Records to use:
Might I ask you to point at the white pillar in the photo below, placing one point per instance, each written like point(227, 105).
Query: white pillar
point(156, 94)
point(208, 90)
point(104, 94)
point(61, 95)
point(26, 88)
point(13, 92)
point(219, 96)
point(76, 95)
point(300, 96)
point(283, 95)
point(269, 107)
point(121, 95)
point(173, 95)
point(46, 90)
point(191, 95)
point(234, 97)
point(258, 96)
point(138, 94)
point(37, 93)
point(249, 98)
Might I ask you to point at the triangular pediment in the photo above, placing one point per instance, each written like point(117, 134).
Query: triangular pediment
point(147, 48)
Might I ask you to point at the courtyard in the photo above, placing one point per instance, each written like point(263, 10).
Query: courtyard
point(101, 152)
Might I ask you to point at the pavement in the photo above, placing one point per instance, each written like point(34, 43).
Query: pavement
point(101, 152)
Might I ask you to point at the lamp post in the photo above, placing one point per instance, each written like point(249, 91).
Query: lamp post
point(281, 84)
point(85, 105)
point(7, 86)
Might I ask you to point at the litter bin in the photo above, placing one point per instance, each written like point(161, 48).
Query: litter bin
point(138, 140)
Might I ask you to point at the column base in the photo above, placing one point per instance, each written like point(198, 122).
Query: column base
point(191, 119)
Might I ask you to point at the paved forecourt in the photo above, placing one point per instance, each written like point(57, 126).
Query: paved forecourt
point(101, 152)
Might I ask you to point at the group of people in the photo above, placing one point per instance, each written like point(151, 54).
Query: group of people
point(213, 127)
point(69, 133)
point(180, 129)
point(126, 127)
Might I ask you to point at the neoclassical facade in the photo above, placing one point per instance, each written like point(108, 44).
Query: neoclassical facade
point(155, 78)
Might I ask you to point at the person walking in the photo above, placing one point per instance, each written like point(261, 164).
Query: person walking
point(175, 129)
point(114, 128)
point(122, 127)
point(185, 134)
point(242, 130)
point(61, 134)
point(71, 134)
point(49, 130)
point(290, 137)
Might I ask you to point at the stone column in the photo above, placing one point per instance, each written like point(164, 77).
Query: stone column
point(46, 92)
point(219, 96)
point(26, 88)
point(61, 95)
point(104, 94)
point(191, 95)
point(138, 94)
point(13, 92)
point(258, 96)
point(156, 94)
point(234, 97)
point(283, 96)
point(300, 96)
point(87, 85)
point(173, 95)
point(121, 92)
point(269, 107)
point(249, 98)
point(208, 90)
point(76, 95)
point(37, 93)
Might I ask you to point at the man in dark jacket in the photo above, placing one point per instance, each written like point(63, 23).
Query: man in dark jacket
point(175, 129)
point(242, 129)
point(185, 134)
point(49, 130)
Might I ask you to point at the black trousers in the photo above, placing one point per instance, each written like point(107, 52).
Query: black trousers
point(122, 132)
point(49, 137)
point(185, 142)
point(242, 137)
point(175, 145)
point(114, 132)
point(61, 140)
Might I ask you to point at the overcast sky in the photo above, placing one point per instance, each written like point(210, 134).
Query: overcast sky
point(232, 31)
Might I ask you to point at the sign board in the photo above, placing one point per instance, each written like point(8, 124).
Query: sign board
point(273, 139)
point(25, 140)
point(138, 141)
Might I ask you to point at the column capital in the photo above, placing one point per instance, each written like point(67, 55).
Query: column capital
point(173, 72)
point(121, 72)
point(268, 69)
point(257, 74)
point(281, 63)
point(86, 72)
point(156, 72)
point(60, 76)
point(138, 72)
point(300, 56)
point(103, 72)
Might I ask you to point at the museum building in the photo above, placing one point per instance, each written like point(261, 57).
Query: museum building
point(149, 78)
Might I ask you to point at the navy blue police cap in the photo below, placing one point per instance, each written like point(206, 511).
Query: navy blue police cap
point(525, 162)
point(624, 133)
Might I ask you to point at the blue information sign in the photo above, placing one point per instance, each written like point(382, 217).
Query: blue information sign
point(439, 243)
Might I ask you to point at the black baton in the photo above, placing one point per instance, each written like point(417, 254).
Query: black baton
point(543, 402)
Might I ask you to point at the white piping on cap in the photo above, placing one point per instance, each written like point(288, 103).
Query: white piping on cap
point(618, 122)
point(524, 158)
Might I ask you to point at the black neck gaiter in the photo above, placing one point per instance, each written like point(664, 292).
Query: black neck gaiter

Task to complete: Reproduce all of the data above, line for line, with no changes.

Written answer:
Might I ask you to point at the white pillar in the photo below, placing one point per instance, each written like point(227, 105).
Query: white pillar
point(156, 94)
point(208, 90)
point(104, 94)
point(61, 95)
point(26, 88)
point(13, 92)
point(219, 96)
point(76, 95)
point(300, 96)
point(283, 95)
point(269, 107)
point(121, 95)
point(173, 95)
point(46, 90)
point(191, 95)
point(234, 97)
point(258, 96)
point(138, 94)
point(37, 93)
point(249, 98)
Might I ask you to point at the triangular pediment in the photo above, placing one point per instance, each written like point(117, 134).
Query: triangular pediment
point(147, 48)
Might I ask you to point at the courtyard in the photo above, placing one point per instance, each written like point(263, 10).
Query: courtyard
point(101, 152)
Might I ask you to point at the pavement in the photo above, placing one point per instance, each written like point(34, 43).
Query: pavement
point(101, 152)
Might I ask you to point at the lamp post in the photo above, placing one point per instance, each written like point(249, 91).
Query: lamp post
point(281, 84)
point(85, 105)
point(7, 86)
Might I ask you to point at the litter bin in the photo above, placing one point per instance, each written like point(161, 48).
Query: litter bin
point(138, 140)
Might I ask you to point at the column base in the photo above, placing one point per instance, each written like point(198, 122).
Query: column base
point(191, 119)
Might I ask you to point at the paved forecourt in the photo above, placing one point per instance, each written like point(57, 126).
Query: paved forecourt
point(101, 152)
Might I ask you to point at the group of people in the photo above, placing one point per instance, each written like point(151, 54).
Query: group of people
point(213, 127)
point(69, 133)
point(180, 129)
point(126, 127)
Might I ask you to point at the neoclassical facade in the photo above, placing one point per instance, each written like point(108, 44).
Query: neoclassical facade
point(155, 78)
Might I ask you to point at the person walking in the photo above, placing one point per instance, each written like point(261, 164).
Query: person walking
point(175, 129)
point(114, 128)
point(122, 127)
point(185, 134)
point(242, 130)
point(61, 134)
point(71, 134)
point(49, 130)
point(290, 137)
Might I ask you to point at the stone column in the photo above, placing one point per instance, each written like point(164, 77).
Query: stone column
point(46, 92)
point(219, 96)
point(26, 88)
point(61, 95)
point(104, 94)
point(191, 95)
point(138, 94)
point(13, 92)
point(258, 96)
point(156, 94)
point(234, 97)
point(283, 96)
point(300, 96)
point(87, 85)
point(173, 95)
point(121, 92)
point(269, 107)
point(249, 98)
point(208, 90)
point(76, 95)
point(37, 93)
Might I ask you to point at the man in dark jacket in the photo above, placing one point per instance, each written like point(63, 23).
Query: man in dark jacket
point(175, 129)
point(242, 129)
point(185, 134)
point(49, 130)
Might I ask you to point at the black trousers in the photo above, placing one point per instance, each written like point(107, 52).
Query: black trousers
point(122, 132)
point(49, 137)
point(185, 142)
point(242, 137)
point(175, 145)
point(114, 132)
point(61, 140)
Might I ask you to point at the overcast sky in the photo above, placing one point per instance, each written like point(210, 134).
Query: overcast sky
point(232, 31)
Might I ask you to point at the sign board in the photo above, placing one point per instance, each written like point(8, 124).
Query: sign board
point(273, 139)
point(25, 140)
point(138, 141)
Might I ask you to point at the column capital in the photo above, placing one point per instance, each written like point(67, 55).
Query: column capital
point(173, 72)
point(121, 72)
point(268, 69)
point(257, 74)
point(281, 63)
point(86, 72)
point(156, 72)
point(60, 76)
point(138, 72)
point(300, 56)
point(103, 72)
Might I ask you to point at the museum building in the photo above, placing one point per instance, each written like point(261, 57).
Query: museum building
point(149, 78)
Might I ask you to point at the navy blue police cap in the photo below, placing one point per instance, each written like point(206, 511).
Query: navy blue police cap
point(525, 162)
point(624, 133)
Might I ask you to point at the blue information sign in the photo above, placing one point per instance, each written like point(382, 217).
Query: blue information sign
point(439, 243)
Might I ask you to point at the black baton in the photo above, placing one point per instance, each written like point(417, 254).
Query: black baton
point(543, 402)
Might I ask you to point at the white piping on cap in the photo above, placing one point per instance, each written like point(288, 103).
Query: white piping on cap
point(618, 122)
point(524, 158)
Might I ask you to point at the black neck gaiter in the photo above, placing one point per instance, each written like point(664, 292).
Query: black neck gaiter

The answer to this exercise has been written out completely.